:: Your task ::
In the listing below, print exactly the lines between the line holding "Teacher note: please indicate the distant high-rise" and the line holding "Teacher note: please indicate the coastal", inclusive, and no more.

:: Provided records ::
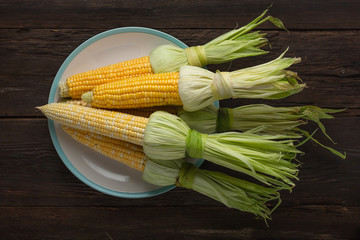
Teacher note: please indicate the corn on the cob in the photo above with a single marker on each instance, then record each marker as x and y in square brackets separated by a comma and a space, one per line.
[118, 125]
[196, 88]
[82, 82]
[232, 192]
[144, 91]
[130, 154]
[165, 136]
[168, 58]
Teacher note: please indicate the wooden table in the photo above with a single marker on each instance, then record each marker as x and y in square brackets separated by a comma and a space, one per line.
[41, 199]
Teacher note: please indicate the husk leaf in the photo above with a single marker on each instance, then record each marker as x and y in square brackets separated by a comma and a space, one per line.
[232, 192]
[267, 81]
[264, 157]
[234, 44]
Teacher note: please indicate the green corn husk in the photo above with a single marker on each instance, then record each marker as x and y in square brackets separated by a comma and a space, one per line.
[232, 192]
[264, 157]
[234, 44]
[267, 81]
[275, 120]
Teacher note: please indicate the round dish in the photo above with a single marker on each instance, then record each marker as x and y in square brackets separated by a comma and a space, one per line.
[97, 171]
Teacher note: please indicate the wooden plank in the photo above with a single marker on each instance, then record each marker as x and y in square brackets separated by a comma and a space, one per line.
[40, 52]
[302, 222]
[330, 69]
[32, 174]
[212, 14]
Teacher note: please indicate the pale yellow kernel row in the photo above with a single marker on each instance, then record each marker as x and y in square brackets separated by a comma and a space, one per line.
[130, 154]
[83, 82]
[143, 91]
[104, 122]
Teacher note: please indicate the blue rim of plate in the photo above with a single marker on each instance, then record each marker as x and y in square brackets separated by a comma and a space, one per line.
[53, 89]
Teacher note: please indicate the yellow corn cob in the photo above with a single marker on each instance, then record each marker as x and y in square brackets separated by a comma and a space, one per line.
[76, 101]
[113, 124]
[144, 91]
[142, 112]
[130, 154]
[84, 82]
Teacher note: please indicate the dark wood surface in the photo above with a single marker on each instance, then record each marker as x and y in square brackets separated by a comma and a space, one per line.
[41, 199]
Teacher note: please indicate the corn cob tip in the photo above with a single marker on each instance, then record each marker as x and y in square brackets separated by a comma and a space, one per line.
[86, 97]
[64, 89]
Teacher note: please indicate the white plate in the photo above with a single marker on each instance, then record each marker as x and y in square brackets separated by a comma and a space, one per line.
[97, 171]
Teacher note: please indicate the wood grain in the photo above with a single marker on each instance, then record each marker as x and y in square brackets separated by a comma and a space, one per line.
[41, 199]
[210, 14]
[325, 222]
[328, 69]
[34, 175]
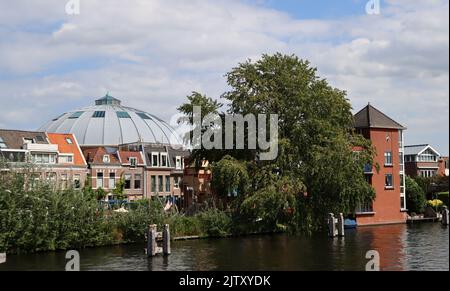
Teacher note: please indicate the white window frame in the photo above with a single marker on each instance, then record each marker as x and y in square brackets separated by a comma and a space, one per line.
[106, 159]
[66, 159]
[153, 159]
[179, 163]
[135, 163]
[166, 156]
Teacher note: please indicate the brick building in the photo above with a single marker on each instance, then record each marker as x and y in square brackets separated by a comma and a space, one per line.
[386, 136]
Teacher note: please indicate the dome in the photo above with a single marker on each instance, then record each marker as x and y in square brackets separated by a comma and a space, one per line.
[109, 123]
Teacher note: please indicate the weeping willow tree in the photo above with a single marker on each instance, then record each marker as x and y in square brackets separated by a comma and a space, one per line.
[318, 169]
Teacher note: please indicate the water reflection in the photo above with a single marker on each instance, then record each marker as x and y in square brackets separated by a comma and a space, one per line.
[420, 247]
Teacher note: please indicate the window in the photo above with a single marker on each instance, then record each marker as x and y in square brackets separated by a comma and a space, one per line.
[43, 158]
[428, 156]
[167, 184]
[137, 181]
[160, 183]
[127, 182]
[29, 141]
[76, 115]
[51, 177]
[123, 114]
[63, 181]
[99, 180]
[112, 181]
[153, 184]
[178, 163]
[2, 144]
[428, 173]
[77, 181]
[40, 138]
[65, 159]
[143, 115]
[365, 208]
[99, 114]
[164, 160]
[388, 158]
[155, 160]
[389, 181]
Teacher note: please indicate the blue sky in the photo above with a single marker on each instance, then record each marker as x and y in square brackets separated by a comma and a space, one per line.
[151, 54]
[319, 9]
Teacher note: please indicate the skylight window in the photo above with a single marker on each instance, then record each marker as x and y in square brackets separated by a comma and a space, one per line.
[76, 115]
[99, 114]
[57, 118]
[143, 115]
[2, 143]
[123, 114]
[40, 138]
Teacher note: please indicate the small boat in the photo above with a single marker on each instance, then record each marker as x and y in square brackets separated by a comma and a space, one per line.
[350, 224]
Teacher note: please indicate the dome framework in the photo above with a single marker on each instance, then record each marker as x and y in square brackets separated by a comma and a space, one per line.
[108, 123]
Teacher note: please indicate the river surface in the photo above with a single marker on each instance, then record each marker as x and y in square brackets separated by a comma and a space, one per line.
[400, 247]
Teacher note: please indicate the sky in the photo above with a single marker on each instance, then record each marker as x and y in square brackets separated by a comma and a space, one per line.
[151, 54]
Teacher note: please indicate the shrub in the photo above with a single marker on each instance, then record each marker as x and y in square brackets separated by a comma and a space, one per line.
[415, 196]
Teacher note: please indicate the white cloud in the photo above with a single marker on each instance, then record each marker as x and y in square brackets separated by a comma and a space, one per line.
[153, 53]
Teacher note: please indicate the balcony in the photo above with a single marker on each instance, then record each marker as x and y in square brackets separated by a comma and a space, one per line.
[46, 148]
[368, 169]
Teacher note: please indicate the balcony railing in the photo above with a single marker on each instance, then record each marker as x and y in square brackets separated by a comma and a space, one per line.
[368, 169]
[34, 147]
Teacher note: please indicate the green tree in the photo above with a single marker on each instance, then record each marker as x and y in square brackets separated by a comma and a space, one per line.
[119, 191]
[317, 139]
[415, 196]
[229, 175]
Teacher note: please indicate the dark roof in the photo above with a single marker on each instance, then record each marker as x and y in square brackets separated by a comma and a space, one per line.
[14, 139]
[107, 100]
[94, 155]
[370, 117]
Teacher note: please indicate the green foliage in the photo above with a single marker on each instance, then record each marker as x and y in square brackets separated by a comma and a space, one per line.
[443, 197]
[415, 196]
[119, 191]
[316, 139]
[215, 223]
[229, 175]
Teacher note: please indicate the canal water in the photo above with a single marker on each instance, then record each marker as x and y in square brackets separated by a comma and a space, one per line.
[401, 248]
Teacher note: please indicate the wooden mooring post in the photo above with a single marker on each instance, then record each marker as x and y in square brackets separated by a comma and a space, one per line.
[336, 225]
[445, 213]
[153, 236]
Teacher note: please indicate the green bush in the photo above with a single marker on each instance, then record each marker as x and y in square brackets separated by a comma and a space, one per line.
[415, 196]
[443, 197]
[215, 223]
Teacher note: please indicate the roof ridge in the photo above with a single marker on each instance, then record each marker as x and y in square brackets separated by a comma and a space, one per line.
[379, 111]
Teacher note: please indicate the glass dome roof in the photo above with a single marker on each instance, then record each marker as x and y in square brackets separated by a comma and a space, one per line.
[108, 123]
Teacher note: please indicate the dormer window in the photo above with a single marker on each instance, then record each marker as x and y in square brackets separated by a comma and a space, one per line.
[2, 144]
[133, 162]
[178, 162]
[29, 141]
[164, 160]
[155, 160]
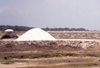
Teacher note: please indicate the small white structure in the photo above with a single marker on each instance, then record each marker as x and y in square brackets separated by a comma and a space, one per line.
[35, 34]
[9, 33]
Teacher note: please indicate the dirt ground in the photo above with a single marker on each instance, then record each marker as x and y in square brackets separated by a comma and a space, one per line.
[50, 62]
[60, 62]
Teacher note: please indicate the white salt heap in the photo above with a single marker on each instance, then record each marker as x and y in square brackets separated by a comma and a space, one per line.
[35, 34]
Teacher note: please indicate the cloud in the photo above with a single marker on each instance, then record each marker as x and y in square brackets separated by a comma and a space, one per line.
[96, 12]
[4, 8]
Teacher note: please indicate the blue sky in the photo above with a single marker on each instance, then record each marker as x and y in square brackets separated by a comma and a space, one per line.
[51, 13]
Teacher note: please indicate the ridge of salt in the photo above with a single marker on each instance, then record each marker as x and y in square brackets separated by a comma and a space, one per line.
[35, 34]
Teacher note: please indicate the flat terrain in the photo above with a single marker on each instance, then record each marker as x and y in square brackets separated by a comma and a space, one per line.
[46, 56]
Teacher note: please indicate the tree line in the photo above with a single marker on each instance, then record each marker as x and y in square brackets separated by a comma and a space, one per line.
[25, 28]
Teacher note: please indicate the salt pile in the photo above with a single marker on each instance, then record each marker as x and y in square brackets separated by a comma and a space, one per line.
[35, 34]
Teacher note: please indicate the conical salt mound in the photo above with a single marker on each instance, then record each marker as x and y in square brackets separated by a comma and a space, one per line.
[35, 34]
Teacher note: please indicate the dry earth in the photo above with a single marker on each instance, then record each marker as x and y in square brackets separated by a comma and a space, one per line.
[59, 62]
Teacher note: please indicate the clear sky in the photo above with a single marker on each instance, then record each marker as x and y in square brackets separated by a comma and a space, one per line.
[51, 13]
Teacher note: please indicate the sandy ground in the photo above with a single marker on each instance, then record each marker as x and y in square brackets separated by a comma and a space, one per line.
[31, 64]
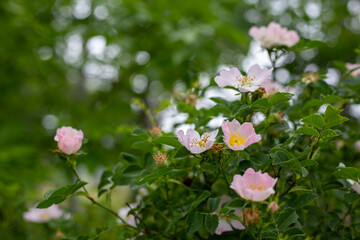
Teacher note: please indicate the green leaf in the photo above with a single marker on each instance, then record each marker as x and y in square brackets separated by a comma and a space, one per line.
==
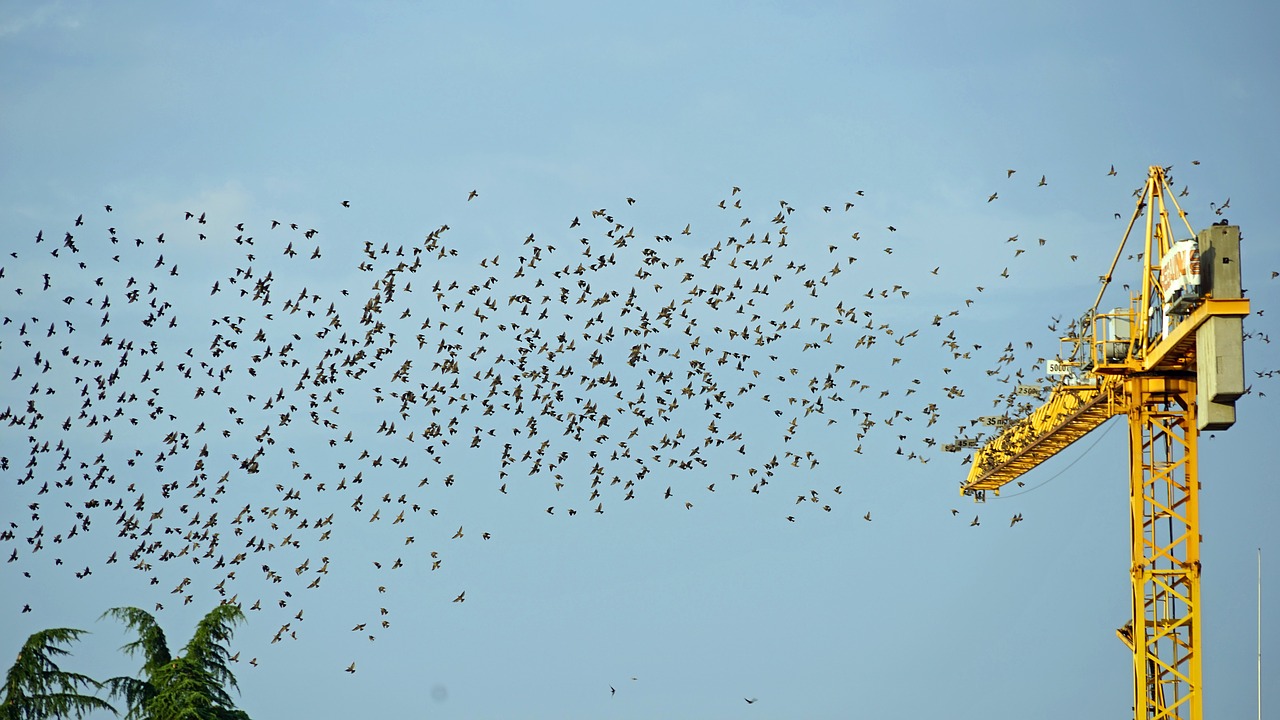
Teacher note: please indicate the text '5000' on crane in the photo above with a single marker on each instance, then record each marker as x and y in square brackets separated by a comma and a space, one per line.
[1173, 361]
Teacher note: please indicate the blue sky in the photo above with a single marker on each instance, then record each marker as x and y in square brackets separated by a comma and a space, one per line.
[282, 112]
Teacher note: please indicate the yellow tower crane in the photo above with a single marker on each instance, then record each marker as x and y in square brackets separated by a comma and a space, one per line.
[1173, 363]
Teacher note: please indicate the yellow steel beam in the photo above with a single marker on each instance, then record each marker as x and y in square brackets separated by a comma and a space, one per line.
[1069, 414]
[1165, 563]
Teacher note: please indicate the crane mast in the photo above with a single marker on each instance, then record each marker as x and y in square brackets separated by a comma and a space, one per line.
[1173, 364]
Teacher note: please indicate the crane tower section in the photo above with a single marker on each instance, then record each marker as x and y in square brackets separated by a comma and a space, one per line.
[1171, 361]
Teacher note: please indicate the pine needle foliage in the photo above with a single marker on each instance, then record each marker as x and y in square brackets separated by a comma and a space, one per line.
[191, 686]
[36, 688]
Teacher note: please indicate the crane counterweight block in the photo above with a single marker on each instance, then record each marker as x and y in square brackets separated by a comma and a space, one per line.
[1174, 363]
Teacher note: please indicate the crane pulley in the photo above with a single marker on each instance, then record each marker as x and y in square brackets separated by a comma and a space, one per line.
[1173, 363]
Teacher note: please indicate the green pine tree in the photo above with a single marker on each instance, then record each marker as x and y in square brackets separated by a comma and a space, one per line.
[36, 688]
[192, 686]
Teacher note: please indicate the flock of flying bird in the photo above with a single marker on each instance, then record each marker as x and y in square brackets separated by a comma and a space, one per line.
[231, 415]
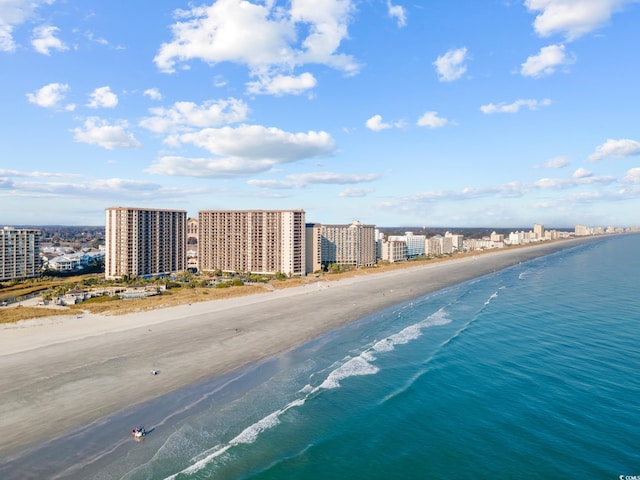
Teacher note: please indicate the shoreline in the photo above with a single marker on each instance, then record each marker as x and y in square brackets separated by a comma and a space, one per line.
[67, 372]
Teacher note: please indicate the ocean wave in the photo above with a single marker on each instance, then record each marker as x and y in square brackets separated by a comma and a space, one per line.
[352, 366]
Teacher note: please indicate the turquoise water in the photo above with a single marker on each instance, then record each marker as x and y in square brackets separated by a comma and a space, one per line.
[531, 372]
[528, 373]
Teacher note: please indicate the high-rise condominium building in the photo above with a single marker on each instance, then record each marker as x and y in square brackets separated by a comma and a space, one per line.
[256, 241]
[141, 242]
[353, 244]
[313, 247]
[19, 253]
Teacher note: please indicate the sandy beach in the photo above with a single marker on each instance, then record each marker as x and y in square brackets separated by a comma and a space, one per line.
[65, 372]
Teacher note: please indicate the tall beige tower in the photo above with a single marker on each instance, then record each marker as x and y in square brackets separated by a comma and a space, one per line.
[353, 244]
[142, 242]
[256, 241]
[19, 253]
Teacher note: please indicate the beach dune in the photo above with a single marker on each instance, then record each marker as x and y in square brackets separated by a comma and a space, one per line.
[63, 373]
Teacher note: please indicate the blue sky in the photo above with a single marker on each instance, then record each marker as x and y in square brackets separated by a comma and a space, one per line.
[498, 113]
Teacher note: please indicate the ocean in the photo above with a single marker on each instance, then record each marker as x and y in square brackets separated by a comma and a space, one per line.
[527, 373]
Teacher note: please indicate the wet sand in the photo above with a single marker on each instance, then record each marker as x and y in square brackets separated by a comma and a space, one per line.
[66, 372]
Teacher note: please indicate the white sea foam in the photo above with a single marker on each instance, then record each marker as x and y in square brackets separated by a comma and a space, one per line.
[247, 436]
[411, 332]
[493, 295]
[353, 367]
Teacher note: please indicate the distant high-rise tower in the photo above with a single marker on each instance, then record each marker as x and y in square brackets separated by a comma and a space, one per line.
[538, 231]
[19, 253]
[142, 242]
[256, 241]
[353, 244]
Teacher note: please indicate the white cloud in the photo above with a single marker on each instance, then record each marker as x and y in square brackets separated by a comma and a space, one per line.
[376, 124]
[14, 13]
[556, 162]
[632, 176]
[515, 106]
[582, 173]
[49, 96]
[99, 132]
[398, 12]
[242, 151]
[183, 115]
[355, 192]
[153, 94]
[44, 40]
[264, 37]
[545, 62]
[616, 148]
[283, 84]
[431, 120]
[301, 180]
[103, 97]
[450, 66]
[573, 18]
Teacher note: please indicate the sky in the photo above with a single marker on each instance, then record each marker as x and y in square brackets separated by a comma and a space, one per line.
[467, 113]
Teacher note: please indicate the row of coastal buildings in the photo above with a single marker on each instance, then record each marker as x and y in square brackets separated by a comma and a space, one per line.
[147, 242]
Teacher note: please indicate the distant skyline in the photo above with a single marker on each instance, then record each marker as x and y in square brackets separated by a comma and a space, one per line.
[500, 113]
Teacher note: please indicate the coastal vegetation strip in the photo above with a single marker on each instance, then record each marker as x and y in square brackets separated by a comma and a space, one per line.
...
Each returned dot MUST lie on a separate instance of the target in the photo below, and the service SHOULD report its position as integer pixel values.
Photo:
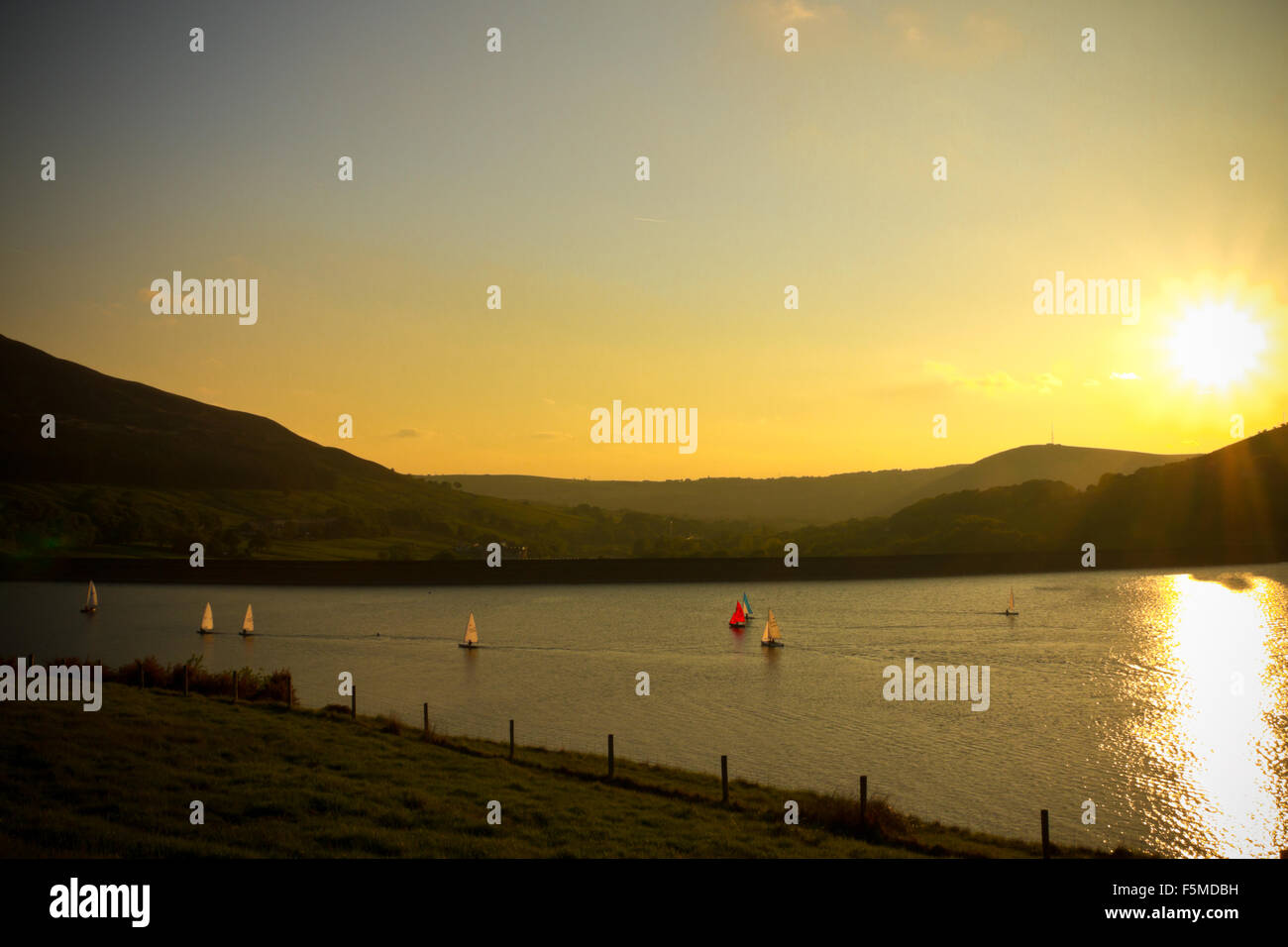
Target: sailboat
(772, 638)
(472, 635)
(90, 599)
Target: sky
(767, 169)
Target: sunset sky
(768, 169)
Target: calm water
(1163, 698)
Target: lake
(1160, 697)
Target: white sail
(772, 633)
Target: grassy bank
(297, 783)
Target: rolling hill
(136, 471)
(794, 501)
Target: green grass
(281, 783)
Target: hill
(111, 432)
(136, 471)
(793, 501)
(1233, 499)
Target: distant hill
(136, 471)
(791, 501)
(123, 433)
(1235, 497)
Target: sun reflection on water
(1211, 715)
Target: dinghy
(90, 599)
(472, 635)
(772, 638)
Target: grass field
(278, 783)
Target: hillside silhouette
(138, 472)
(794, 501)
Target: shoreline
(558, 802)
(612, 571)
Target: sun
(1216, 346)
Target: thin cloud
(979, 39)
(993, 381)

:: Task answer ::
Teacher note: please indicate the distant high-rise tower in the photo above with a single marker on each instance, then record each marker as x and y in square brackets separated by a comma and a space, one per line.
[538, 231]
[19, 253]
[142, 242]
[256, 241]
[353, 244]
Teacher note: please indicate the white cloud in the photo above with a single marker on each instance, then record each marker as x and y in square brackets separated by a comma and a space, one per line.
[376, 124]
[14, 13]
[556, 162]
[632, 176]
[515, 106]
[582, 173]
[49, 96]
[99, 132]
[398, 12]
[242, 151]
[183, 115]
[355, 192]
[153, 94]
[44, 40]
[264, 37]
[545, 62]
[616, 148]
[283, 84]
[431, 120]
[301, 180]
[103, 97]
[450, 66]
[573, 18]
Teacher note: please indicate the sky in the photo above with a single marker on each instance, then record each marker as x and y in square brackets separated by a comma and a space, one per line.
[467, 113]
Teacher note: please indicate the row of coastal buildings in the photo above with a single marker on each instance, then record each marker as x and y in square brackets separated by a comma and a space, one per line.
[147, 242]
Teacher note: please indicate the distant skyline in the photo above with a single marker on each instance, then record each marker as x and y in square brackets separated by a comma and a space, one per line.
[500, 113]
Teacher note: please indicate the coastal vegetation strip in the photo above with a single marker on each instance, then record each marker as x and y in square brackets separated by a comma and a space, one per line.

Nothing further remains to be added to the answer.